-- Dataset entries follows --

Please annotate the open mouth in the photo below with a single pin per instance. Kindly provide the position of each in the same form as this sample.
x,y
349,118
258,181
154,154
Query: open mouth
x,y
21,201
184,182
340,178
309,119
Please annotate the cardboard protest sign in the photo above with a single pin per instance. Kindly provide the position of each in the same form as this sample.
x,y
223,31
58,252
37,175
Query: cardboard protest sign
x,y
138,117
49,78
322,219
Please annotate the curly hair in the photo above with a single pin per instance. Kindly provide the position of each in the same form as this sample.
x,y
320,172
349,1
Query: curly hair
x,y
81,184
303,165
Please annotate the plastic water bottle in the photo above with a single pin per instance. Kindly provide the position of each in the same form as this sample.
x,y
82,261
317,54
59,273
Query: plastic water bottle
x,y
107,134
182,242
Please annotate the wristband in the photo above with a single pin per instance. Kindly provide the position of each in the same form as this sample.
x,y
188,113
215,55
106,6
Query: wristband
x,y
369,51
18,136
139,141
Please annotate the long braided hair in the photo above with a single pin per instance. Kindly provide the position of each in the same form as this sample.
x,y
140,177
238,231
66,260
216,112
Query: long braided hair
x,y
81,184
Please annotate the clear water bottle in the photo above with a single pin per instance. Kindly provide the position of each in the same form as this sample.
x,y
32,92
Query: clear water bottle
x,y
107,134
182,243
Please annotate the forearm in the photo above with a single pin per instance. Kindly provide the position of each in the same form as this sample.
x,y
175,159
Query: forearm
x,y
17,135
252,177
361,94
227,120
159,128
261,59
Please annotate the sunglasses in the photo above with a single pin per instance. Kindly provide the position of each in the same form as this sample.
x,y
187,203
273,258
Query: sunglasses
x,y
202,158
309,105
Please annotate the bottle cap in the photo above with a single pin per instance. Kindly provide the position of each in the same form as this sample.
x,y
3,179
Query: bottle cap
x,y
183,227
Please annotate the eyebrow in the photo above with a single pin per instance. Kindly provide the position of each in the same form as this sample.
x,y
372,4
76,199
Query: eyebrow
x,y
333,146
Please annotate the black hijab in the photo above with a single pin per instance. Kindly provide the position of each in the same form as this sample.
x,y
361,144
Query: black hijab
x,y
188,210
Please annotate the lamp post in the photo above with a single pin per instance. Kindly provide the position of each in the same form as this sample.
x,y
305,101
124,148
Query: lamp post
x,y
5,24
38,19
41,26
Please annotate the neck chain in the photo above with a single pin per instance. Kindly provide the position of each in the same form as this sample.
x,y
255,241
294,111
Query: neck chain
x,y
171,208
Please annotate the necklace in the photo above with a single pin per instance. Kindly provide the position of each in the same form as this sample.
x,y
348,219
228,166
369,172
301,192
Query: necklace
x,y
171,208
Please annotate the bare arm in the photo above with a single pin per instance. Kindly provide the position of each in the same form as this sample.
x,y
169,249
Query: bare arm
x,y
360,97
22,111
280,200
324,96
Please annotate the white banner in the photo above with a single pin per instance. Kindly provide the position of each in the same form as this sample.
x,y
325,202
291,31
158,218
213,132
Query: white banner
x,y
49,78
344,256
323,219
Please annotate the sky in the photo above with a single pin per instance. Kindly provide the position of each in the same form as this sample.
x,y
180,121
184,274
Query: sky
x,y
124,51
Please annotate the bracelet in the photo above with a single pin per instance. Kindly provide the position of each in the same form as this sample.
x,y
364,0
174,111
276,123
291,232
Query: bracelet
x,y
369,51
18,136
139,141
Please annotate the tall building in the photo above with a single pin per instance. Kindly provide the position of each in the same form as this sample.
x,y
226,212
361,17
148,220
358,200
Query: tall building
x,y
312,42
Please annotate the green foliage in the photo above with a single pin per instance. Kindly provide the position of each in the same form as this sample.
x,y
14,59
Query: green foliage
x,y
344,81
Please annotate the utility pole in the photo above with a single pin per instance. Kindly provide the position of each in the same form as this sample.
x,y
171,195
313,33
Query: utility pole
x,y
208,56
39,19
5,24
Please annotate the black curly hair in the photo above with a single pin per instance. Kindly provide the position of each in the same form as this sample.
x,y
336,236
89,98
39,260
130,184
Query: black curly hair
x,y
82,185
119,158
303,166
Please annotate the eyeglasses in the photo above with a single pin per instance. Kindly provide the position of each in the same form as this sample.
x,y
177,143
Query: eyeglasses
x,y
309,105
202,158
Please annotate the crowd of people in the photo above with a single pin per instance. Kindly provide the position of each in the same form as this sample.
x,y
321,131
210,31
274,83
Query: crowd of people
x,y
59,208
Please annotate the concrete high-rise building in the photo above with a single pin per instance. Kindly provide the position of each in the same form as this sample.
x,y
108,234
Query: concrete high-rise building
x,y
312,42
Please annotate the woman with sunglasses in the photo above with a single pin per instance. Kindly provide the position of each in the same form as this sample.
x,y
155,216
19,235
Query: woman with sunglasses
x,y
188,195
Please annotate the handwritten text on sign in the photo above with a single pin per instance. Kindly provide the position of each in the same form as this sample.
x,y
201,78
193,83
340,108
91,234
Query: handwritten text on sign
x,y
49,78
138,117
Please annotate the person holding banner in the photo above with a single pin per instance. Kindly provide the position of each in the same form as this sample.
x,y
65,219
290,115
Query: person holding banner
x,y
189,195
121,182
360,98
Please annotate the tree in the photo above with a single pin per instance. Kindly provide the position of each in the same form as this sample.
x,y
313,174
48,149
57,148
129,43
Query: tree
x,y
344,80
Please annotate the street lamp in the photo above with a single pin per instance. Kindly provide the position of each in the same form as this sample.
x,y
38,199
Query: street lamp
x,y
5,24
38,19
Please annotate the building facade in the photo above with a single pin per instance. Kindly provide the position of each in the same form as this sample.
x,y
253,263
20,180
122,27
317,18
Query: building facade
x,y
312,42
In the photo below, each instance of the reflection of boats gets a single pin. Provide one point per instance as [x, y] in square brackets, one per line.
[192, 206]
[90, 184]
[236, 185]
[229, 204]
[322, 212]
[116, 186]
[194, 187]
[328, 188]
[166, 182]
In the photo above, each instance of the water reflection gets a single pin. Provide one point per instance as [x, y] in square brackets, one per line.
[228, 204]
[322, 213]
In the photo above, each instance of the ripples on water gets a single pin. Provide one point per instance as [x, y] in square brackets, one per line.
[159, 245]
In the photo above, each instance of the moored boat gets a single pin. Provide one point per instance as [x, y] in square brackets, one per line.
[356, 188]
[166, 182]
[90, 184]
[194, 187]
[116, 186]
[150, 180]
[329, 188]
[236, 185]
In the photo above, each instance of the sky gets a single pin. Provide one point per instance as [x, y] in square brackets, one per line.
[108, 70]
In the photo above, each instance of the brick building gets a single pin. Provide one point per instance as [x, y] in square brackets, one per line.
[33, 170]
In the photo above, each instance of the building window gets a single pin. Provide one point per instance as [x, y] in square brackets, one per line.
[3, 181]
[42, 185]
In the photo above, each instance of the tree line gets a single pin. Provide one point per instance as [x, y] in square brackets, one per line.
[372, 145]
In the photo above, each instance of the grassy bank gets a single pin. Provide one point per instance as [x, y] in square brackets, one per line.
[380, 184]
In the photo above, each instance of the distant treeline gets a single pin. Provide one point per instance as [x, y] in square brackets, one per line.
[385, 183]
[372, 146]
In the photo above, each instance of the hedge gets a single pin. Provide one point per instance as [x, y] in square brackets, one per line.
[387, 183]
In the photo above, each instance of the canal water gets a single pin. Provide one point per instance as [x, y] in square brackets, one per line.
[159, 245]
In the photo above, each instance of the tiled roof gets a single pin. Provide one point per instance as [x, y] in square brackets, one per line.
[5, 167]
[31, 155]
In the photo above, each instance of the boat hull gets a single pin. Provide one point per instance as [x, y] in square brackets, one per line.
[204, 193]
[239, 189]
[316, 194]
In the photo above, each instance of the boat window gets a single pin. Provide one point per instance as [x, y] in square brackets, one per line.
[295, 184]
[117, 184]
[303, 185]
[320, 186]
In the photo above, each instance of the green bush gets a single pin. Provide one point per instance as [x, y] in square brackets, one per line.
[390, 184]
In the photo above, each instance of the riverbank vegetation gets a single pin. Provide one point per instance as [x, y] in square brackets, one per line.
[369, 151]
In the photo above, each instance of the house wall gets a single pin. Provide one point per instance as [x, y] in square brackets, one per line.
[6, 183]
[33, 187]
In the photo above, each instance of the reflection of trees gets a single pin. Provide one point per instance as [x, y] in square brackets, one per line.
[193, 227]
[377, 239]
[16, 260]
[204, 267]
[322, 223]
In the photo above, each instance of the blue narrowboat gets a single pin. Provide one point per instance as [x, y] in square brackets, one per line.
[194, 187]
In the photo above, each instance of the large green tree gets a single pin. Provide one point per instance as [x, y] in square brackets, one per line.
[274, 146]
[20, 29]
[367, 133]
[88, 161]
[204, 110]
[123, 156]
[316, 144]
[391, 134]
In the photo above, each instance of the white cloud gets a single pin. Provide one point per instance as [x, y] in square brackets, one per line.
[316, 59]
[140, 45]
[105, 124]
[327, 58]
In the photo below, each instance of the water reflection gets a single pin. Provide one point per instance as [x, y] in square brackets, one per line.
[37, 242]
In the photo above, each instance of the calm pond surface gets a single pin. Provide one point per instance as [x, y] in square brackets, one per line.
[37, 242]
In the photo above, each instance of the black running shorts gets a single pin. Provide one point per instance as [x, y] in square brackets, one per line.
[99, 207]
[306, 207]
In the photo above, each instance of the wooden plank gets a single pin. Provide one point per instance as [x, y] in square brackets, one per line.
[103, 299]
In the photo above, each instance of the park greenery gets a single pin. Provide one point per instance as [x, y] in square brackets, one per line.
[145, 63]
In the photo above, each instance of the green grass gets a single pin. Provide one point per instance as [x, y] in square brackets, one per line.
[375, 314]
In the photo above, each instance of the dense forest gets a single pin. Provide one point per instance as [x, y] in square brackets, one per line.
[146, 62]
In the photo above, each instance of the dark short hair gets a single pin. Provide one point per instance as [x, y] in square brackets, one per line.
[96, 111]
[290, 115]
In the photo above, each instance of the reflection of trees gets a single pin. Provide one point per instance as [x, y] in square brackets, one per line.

-- Dataset entries concluded --

Your objective
Copy out exactly the lines between the line with "In the photo above, each instance of the wooden" and the last line of the entries, counting both of those lines.

Written solution
In the photo above, each instance of the wooden plank gets a single pin. Provide one point per instance as [x, y] in square brackets, one per line.
[103, 299]
In the photo above, each instance of the park greenery gets a single pin. Provide one point per instance as [x, y] in square brackets, one per line.
[145, 63]
In the photo above, each instance of the green grass gets a single pin. Provide one point per instance as [x, y] in square brackets, one per line.
[375, 314]
In the photo above, each instance of the dense forest gets a single pin. Provide one point per instance as [x, y] in square brackets, one per line.
[146, 62]
In the photo above, each instance of the dark short hair gets a single pin. Provide one point per instance as [x, y] in square brackets, one per line.
[96, 111]
[290, 115]
In the photo above, each instance of the reflection of trees gets a single pin. Provide one point per instance as [x, y] in square brackets, one per line.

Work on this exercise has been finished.